*Extract to read*:
★ ★ ★ ★
Nightbringer | The Arthurian Online Encyclopedia


Espaigne, Espaingne, Espagne, Spayn, Spayne, Spyan

Spain is a country located in southwestern Europe on the Iberian Peninsula.

In the chronicles, Spain is under Roman control, and its king, Alifatima or Meodras, joins Lucius in the war against Arthur. In Wolfram’s Parzival, it is ruled by King Kaylet. Der Pleier, in Tandareis and Flordibel, names Spain as one of Arthur’s allies. In Claris et Laris, Spain is ruled by Savari and then Sir Claris.

Its most important role comes in the Icelandic Saga af Tristram ok Ísodd, where it is named as Tristan’s homeland. It’s king, Hlöòvir, was slain during an invasion. Tristan’s grandfather, Patrocles, took control, but was soon killed, leaving it to Kalegras, Tristan’s father. Kalegras also died, and Tristan’s foster-father, Biríng, took the throne. Biríng was expelled by a pirate king named Turnes. Eventually, Tristan re-conquered it and served as king until his death.

In Malory, Sir Urre of Hungary fought and killed Sir Alpheus in a tournament held in Spain.

Spain | 3rd century BC to 9th century AD

Pre-Roman Period
Before the Roman conquest, the Iberian Peninsula was inhabited by various indigenous peoples, including Iberians, Celts, and others.

Roman Conquest | 3rd – 2nd century BC
The Roman Republic began its conquest of the Iberian Peninsula in the third century BC, and by the second century BC, most of the region was under Roman control. The Romans established cities, roads, and infrastructure, and Latin became the dominant language.
★ ★ ★ ★
Reproduce the Spain entry from "Nightbringer | The" up to and including "by Savari and then Sir Claris.", changing "Lucius" to "Emperor Lucius" wherever it occurs.
★ ★ ★ ★
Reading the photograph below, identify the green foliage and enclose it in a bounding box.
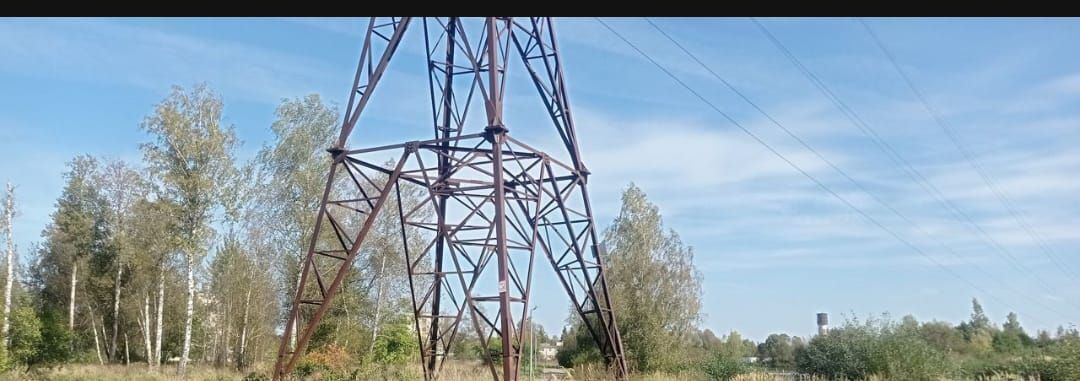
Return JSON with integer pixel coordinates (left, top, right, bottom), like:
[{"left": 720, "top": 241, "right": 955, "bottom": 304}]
[
  {"left": 33, "top": 310, "right": 71, "bottom": 367},
  {"left": 9, "top": 305, "right": 42, "bottom": 366},
  {"left": 796, "top": 319, "right": 948, "bottom": 381},
  {"left": 372, "top": 321, "right": 418, "bottom": 365},
  {"left": 758, "top": 334, "right": 795, "bottom": 370},
  {"left": 703, "top": 352, "right": 750, "bottom": 381},
  {"left": 596, "top": 185, "right": 701, "bottom": 372}
]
★ ★ ★ ★
*Answer for this exercise*:
Nightbringer | The Arthurian Online Encyclopedia


Espaigne, Espaingne, Espagne, Spayn, Spayne, Spyan

Spain is a country located in southwestern Europe on the Iberian Peninsula.

In the chronicles, Spain is under Roman control, and its king, Alifatima or Meodras, joins Emperor Lucius in the war against Arthur. In Wolfram’s Parzival, it is ruled by King Kaylet. Der Pleier, in Tandareis and Flordibel, names Spain as one of Arthur’s allies. In Claris et Laris, Spain is ruled by Savari and then Sir Claris.